■ **What this task involves**
Copy every line of the material below word for word, without changing anything.

• • •

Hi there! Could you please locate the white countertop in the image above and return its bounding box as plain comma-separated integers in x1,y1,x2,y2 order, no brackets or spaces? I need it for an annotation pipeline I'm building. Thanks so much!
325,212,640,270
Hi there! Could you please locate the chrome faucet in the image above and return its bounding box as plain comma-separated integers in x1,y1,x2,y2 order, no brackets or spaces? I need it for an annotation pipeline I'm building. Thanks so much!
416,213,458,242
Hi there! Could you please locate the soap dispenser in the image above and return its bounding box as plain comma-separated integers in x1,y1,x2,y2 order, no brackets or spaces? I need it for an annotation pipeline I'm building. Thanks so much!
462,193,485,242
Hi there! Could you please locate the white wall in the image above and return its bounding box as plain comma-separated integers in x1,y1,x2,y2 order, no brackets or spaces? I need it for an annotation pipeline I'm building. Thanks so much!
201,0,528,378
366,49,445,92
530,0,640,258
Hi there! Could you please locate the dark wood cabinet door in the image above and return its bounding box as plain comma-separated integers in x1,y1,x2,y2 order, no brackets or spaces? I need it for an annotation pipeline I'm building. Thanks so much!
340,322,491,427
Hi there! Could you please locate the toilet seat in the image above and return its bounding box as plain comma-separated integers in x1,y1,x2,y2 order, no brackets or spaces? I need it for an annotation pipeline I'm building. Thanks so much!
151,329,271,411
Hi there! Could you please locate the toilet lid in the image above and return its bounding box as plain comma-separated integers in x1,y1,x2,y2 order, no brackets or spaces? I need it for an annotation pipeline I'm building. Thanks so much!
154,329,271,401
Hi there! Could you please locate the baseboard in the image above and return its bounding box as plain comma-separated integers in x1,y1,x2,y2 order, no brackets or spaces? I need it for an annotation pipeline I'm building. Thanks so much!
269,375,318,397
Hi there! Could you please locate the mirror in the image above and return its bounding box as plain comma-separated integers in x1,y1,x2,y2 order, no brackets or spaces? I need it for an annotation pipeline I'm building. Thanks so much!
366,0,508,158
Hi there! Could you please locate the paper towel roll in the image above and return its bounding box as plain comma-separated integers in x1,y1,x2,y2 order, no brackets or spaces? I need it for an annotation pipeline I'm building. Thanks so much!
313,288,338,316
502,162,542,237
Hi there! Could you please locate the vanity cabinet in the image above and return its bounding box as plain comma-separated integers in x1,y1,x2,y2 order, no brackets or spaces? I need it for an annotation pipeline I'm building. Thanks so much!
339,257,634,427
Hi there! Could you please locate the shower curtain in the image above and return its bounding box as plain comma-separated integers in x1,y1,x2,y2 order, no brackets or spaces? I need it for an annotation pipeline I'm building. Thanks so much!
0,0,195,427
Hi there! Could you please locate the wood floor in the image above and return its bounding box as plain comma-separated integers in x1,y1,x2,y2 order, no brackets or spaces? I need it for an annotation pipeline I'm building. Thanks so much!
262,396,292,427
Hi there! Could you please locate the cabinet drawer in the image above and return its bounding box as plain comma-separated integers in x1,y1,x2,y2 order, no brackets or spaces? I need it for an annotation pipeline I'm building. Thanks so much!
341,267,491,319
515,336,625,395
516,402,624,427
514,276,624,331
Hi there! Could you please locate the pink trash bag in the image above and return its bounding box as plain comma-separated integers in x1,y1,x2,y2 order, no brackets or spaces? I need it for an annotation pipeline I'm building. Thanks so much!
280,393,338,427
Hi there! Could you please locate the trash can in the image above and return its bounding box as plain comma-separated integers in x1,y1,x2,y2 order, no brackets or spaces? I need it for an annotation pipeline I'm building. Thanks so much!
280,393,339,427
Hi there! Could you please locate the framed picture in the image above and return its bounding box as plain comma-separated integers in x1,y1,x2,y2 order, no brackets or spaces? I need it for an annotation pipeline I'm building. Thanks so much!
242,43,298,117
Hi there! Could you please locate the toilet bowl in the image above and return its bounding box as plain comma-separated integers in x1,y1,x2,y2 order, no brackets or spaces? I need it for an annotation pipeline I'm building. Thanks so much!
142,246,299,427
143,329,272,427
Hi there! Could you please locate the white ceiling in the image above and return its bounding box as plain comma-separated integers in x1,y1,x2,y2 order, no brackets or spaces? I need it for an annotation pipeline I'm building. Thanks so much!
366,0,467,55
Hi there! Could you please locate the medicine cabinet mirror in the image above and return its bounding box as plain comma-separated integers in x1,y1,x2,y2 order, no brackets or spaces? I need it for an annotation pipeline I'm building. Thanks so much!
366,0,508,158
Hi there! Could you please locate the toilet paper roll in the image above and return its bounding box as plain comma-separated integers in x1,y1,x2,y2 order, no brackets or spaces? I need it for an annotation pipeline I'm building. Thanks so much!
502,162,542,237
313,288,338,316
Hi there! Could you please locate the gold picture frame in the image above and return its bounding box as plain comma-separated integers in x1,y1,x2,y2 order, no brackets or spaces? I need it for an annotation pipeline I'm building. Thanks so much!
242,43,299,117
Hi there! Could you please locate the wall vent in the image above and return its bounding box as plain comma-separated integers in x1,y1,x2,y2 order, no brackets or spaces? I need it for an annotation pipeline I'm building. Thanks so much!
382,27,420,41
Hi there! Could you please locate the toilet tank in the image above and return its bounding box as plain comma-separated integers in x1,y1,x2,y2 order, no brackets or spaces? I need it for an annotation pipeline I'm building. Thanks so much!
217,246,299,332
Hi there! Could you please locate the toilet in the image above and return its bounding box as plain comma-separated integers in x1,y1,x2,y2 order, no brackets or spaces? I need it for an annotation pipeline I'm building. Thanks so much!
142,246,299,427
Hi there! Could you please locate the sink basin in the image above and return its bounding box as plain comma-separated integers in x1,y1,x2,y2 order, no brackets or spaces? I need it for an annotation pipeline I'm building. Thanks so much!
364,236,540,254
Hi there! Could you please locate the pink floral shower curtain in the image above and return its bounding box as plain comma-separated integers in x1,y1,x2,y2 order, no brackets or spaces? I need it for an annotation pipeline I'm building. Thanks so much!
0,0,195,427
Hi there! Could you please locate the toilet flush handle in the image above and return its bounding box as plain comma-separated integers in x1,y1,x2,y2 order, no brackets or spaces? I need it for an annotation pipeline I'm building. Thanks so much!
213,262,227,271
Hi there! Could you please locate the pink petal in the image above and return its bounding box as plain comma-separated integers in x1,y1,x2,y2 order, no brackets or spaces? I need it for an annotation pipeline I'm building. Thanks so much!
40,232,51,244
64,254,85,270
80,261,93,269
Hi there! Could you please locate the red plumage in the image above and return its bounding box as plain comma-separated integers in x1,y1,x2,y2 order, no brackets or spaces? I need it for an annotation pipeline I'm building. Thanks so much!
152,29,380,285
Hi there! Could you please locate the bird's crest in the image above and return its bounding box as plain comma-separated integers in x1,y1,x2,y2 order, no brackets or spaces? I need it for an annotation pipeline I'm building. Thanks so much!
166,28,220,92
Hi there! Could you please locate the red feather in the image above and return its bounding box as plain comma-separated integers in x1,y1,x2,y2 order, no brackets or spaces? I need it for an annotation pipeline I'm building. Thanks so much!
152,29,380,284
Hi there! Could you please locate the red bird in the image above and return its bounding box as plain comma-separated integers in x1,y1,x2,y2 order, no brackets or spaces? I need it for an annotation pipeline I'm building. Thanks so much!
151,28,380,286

• • •

■ **Task result**
Hi there! Could you please locate the white countertop in the image above and return its bounding box as plain comma-separated integers in x1,y1,x2,y2 order, no brackets or spaces? I need it for an annotation pipeline I'm building. Thanks so much!
325,212,640,270
Hi there! Could you please locate the chrome faucet in the image above and return its bounding box as plain comma-separated integers in x1,y1,x2,y2 order, no brackets or spaces? I need it for an annotation pipeline I'm building. Thanks so much!
416,213,458,242
Hi there! Could you please locate the soap dispenser in the image above and return its bounding box as plain comma-separated integers in x1,y1,x2,y2 order, no brackets or spaces? I need it for an annotation pipeline I'm building. Thanks so much!
462,193,485,242
Hi there! Could you please locate the white wall in the image above and return its bounding box as plain comma-separated integers in x1,y1,x2,y2 order, no brackets or spaces? I need it for an annotation pipeline I'm building. Thanks so much!
201,0,528,378
366,49,445,92
530,0,640,258
Hi there! Could you please locate the dark wood cabinet door in the image above and return its bounding box as plain comma-separated integers in x1,y1,x2,y2 order, no brackets or spaces? I need it for an annotation pipeline I'm building. Thanks so much!
340,322,491,427
Hi there! Could you please locate the toilet seat in the image above and return its bounding box as plain comma-separated integers in x1,y1,x2,y2 order, no brackets or spaces? I need it for an annotation pipeline I'm building. Thanks so much!
151,329,271,411
Hi there! Could you please locate the toilet lid in the image above and return its bounding box as plain comma-separated integers in x1,y1,x2,y2 order, no brackets or spaces? I need it for an annotation pipeline I'm building. Thanks so much!
154,329,271,401
Hi there! Could you please locate the baseboard in the image above and return its bounding box as plain comma-separated integers in x1,y1,x2,y2 order, no brackets or spaces? I need it for an annotation pipeline I'm building. Thanks so much!
269,375,318,397
Hi there! Could you please locate the mirror in the image above and return its bounding box as plain comma-separated integers in x1,y1,x2,y2 order, no brackets or spaces? I need it for an annotation pipeline I'm building. Thanks so much!
366,0,508,158
Hi there! Could you please locate the paper towel roll in the image above and return its bounding box as plain comma-separated integers in x1,y1,x2,y2 order, no brackets or spaces? I need it for an annotation pipeline I'm building. Thanks so much!
313,288,338,316
502,162,542,237
Hi there! Could you please locate the vanity cabinet in the image above and return its bounding box as plain comma-separated integers in x1,y1,x2,y2 order, no brackets or spaces? I need it for an annotation pipeline I'm building. Thanks so much!
339,257,634,427
Hi there! Could you please locate the shower curtain in the image above and return its bounding box as plain comma-separated integers in x1,y1,x2,y2 order, no brackets or spaces? I need it for an annotation pipeline I'm building. Thanks so much!
0,0,195,427
Hi there! Could you please locate the wood floor in the image above and return its bounding box as plain comma-separated integers in x1,y1,x2,y2 order, no brackets or spaces? I need it for an annotation pipeline I'm building. Thanks so much!
262,396,292,427
Hi there! Could you please locate the cabinet drawer in the image above and return its bounding box as plain comma-separated integers in x1,y1,x2,y2 order, no brackets or spaces? I need it for an annotation pipeline I'm building. Thanks so much!
341,267,491,319
515,336,625,395
516,402,624,427
514,276,624,331
Hi there! Could you please locate the pink trash bag in the image above and return its bounding box as plain comma-separated integers in x1,y1,x2,y2 order, no brackets or spaces? I need it for an annotation pipeline I'm building. Thanks so much!
280,393,338,427
Hi there! Could you please locate the trash can in the image above and return its bounding box as plain comma-separated integers in x1,y1,x2,y2 order, no brackets or spaces? I need it for an annotation pipeline I'm building. Thanks so much!
280,393,339,427
Hi there! Could you please locate the framed picture in the image above and return its bounding box as plain comma-separated integers in x1,y1,x2,y2 order, no brackets or spaces? I need it for an annotation pipeline I'm building. Thanks so much!
242,43,298,117
Hi there! Could you please locate the toilet bowl in the image above and return its bounding box as plain comma-separated integers in x1,y1,x2,y2 order, no brackets or spaces? I need it for an annotation pipeline I'm building. Thanks so much!
142,246,299,427
143,329,272,427
Hi there! Could you please locate the white ceiling in the image above and return its bounding box as plain comma-separated integers in x1,y1,x2,y2 order, no brackets or spaces? I need it for an annotation pipeline I'm building. Thanks so much!
366,0,467,55
Hi there! Could you please locate the medicine cabinet mirror in the image above and return its bounding box as plain comma-separated integers in x1,y1,x2,y2 order, no brackets or spaces? I need it for an annotation pipeline I'm building. Thanks so much!
366,0,508,158
Hi there! Could you please locate the toilet paper roll in the image above and return its bounding box as plain comma-separated integers in x1,y1,x2,y2 order, no brackets or spaces? I need it for an annotation pipeline I'm building. Thanks so much!
502,162,542,237
313,288,338,316
Hi there! Could you please locate the gold picture frame in the image above and return its bounding box as plain comma-separated integers in x1,y1,x2,y2 order, no brackets or spaces? I need it for an annotation pipeline I'm building. Thanks so much!
242,43,299,117
Hi there! Could you please locate the wall vent in the image above and return its bounding box as plain comma-separated integers in x1,y1,x2,y2 order, no brackets or spaces? I need it for an annotation pipeline I'm building. Thanks so much!
382,27,420,41
Hi there! Could you please locate the toilet tank in the image above and return its bounding box as plain comma-separated integers in x1,y1,x2,y2 order, no brackets or spaces? I need it for an annotation pipeline I'm building. Thanks so much!
217,246,299,332
Hi there! Could you please locate the toilet in the image above and return its bounding box as plain comma-separated integers in x1,y1,x2,y2 order, no brackets or spaces? I need it for an annotation pipeline I'm building. Thanks so much!
142,246,299,427
Hi there! Could you please locate the sink basin in the image above and return its bounding box as plain comma-separated integers in x1,y1,x2,y2 order, no brackets or spaces? I need it for an annotation pipeline I'm building. Thanks so much!
364,236,540,254
Hi there! Could you please locate the pink floral shower curtain in the image above and return its bounding box as plain comma-separated integers in x1,y1,x2,y2 order, no brackets or spaces? I need it for an annotation pipeline I'm building. Thanks so much!
0,0,195,427
Hi there! Could you please locate the toilet flush handle in the image above and return its bounding box as plain comma-separated integers in x1,y1,x2,y2 order, no brackets or spaces? I need it for an annotation pipeline I'm building. Thanks so much!
213,262,227,271
Hi there! Could you please locate the pink petal in the image above and return its bounding box as plain comma-separated integers in x1,y1,x2,y2 order, no brackets or spaces? I need it for an annotation pipeline I'm building. Thanks so much!
40,232,51,244
64,254,85,270
80,261,93,269
Hi there! Could you please locate the red plumage in the image above and return its bounding box as plain comma-separated integers in x1,y1,x2,y2 order, no brackets or spaces? I need it for an annotation pipeline I'm building. Thanks so much!
152,29,380,285
Hi there! Could you please locate the bird's crest in the image above and return its bounding box as plain comma-separated integers in x1,y1,x2,y2 order, no brackets or spaces? I need it for an annotation pipeline I'm building. Thanks so much!
166,28,220,92
Hi there! Could you please locate the red feather in the image above and return its bounding box as plain comma-separated integers in x1,y1,x2,y2 order, no brackets or spaces? I need it for an annotation pipeline I'm building. Thanks so much!
152,29,380,284
Hi there! Could you please locate the red bird in the image above and return its bounding box as plain comma-separated integers in x1,y1,x2,y2 order, no brackets or spaces? I need it for an annotation pipeline I'm building. Thanks so much!
151,28,380,286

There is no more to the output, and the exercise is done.